*** DATA TO USE ***

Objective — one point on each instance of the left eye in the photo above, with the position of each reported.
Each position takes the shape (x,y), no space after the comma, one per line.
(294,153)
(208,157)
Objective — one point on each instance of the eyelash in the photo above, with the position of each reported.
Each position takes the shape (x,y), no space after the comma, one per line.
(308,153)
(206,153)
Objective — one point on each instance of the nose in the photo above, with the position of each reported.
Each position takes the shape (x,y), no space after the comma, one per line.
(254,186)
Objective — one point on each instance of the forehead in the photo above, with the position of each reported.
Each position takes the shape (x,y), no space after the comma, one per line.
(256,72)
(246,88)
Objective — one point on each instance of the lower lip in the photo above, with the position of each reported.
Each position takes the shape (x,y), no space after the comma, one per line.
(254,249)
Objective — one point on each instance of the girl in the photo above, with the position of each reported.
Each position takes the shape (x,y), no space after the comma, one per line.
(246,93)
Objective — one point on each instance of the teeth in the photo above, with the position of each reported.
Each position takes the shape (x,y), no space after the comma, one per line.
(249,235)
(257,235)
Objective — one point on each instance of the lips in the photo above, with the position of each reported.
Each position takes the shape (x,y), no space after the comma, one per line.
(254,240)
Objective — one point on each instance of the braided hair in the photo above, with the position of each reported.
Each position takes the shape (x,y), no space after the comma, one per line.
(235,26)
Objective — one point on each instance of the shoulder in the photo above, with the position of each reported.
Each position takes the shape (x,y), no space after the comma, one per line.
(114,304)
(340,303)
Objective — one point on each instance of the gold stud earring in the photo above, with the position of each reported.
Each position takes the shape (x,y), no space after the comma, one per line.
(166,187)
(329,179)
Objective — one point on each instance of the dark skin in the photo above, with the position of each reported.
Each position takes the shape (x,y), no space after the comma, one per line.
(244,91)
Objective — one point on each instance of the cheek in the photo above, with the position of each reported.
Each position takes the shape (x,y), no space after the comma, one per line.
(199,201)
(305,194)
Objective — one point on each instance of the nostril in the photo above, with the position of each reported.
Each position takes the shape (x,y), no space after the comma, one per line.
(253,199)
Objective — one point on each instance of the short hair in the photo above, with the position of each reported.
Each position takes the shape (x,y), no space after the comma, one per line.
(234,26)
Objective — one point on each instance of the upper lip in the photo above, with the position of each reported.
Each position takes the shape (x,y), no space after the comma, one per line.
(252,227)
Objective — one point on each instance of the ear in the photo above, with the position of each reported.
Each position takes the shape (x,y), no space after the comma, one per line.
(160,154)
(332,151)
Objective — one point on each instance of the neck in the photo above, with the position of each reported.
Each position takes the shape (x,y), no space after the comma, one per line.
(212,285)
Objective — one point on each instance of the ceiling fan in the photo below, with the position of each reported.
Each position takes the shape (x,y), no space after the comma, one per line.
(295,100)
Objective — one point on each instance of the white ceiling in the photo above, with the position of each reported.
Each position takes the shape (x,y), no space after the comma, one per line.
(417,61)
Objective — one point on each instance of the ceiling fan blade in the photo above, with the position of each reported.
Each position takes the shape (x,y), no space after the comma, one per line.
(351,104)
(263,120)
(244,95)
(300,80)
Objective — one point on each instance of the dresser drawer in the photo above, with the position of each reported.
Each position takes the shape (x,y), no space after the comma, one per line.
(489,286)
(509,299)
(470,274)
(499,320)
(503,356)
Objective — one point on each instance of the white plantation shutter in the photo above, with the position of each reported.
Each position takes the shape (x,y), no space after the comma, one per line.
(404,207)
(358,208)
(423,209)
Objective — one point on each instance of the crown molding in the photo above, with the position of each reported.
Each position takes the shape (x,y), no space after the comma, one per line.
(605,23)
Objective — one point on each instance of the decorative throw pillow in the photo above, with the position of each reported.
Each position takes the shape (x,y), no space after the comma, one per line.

*** End of DATA TO USE ***

WHAT YOU WILL DO ::
Would you please transcribe the lines above exactly, starting with the first line of the material and ending with the line that has "Objective — one point on each instance of the nose"?

FINISHED TASK ::
Objective — one point on each instance of the left eye in the photo above, with the position of each reported.
Each position takes the shape (x,y), no space after the comma, one per line.
(294,153)
(208,157)
Objective — one point on each instance of the eyelash in the photo above, with the position of each reported.
Each position takes the shape (x,y), no space after the comma, one per line.
(308,153)
(206,153)
Objective — one point on each instance of the nose in the photo above, with the position of each reported.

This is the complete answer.